Your task:
Transcribe each of the following records verbatim, keeping every line in its original order.

Records supplied:
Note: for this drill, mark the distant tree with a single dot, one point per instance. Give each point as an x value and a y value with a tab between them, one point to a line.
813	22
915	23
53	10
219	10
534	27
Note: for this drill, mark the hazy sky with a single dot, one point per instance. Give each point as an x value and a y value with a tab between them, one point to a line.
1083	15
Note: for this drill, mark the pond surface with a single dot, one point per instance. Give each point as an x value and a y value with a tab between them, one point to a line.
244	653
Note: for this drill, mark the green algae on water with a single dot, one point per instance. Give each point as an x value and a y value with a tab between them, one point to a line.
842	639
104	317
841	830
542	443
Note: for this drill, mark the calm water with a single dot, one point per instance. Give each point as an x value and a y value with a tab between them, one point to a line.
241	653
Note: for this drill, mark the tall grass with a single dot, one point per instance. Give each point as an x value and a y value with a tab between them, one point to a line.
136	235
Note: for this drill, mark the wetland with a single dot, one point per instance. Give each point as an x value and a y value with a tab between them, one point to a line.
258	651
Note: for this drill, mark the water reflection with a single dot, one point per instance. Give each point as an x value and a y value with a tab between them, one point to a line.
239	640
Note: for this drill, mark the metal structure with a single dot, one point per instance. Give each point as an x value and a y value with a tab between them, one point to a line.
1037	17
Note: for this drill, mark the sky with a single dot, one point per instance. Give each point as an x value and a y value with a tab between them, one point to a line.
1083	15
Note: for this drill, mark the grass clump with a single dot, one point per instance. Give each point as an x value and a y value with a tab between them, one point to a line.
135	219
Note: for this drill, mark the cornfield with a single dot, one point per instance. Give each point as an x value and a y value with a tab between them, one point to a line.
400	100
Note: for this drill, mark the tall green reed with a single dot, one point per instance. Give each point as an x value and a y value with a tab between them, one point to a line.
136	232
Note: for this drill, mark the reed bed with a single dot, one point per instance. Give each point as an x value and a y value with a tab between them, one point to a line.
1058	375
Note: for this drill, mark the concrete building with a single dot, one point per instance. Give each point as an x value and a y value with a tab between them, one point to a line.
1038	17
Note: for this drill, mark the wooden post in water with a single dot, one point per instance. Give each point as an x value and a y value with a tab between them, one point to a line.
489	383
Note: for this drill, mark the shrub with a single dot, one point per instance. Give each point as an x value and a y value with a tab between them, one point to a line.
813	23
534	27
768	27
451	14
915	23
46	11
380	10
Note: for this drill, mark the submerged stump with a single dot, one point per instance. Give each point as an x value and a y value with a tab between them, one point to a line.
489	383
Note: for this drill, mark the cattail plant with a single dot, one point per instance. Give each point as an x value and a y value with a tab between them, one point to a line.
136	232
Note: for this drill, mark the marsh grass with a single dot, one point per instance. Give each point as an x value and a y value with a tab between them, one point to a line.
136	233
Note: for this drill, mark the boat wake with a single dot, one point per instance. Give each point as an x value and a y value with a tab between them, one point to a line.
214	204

Task output:
Note: for this drill, mark the distant tree with a single dot, one point per instance. Give each point as an x value and a y value with a tab between them, one point to a line.
813	22
915	23
53	10
219	10
534	27
Note: for this drill, mark the hazy sky with a single dot, one point per instance. Give each point as an x value and a y value with a tab between them, one point to a line.
1083	15
Note: for this drill, mark the pond surface with a single dot, one point per instance. Give each point as an x value and a y value with a tab between them, one point to a line.
244	653
Note: for this drill, mark the green algae on water with a single dot, one point per instance. Give each point as an x value and a y value with a tab between them, one point to a line.
842	639
104	317
841	830
542	443
Note: for this drill, mark the calm water with a single dot, one point per instance. Give each point as an x value and a y value with a tab between them, one point to a line.
241	653
Note: for this drill, mark the tall grass with a single dot, one point per instance. Give each point as an x value and a y value with a tab between them, one point to a line.
136	235
Note: for this drill, mark the wetland with a single dot, one point per instance. Give each point as an x value and a y value with a tab between them, one point to a line.
258	651
Note: for this drill, mark the water reflection with a single dot, one point per instance. Give each point as an x value and a y value with a tab between them, one point to a line.
239	640
Note: for this drill, mark the metal structure with a single dot, one point per instance. Give each point as an x value and a y value with a tab between them, one point to a line.
1037	17
Note: for this drill, mark the sky with a single dot, one point per instance. Give each point as an x value and a y value with a tab between them, one point to a line.
1083	15
Note: for this drill, mark the grass clump with a single dot, one point per instance. Give each point as an x value and a y value with a tab between them, one point to a line.
135	219
Note: for this drill, mark the cornfield with a single dot, one point per instance. Give each point as an x value and a y value with a tab between them, one point to a line.
400	100
Note: for this drill, mark the tall green reed with a single dot, one point per instance. Give each point as an x value and a y value with a tab between them, one point to a line.
136	232
Note: for this drill, mark the reed bed with a single dot, one point per instance. Give each point as an x value and a y value with a tab between them, one point to a line.
1058	375
Note: for this drill, mark the concrete building with a single dot, one point per instance. Give each point as an x value and a y value with a tab between them, one point to a line.
1038	17
Note: for this drill, mark the wooden post in water with a single dot, one point per instance. Give each point as an x value and a y value with a tab between them, one point to a line.
489	383
Note: for this drill, mark the shrub with a single dot, one point per instance. Give each point as an x value and a y value with a tab between them, one point to a line.
813	23
534	27
768	27
451	14
915	23
46	11
380	10
Note: for this drill, mark the submerged stump with a single dot, one point per instance. Give each point as an x value and a y value with a tab between them, one point to a line.
489	383
Note: for this drill, mark the cattail plant with a single dot, one point per instance. Give each point as an x value and a y value with a tab between them, one point to a line.
136	232
Note: for this drill, mark the marsh grass with a single dot, one point per instance. Give each point as an x value and a y value with a tab between them, one point to a line.
136	233
Note: for this drill, mark the boat wake with a single dot, one point per instance. Give each point as an x value and a y value with a tab between them, one point to a line.
214	204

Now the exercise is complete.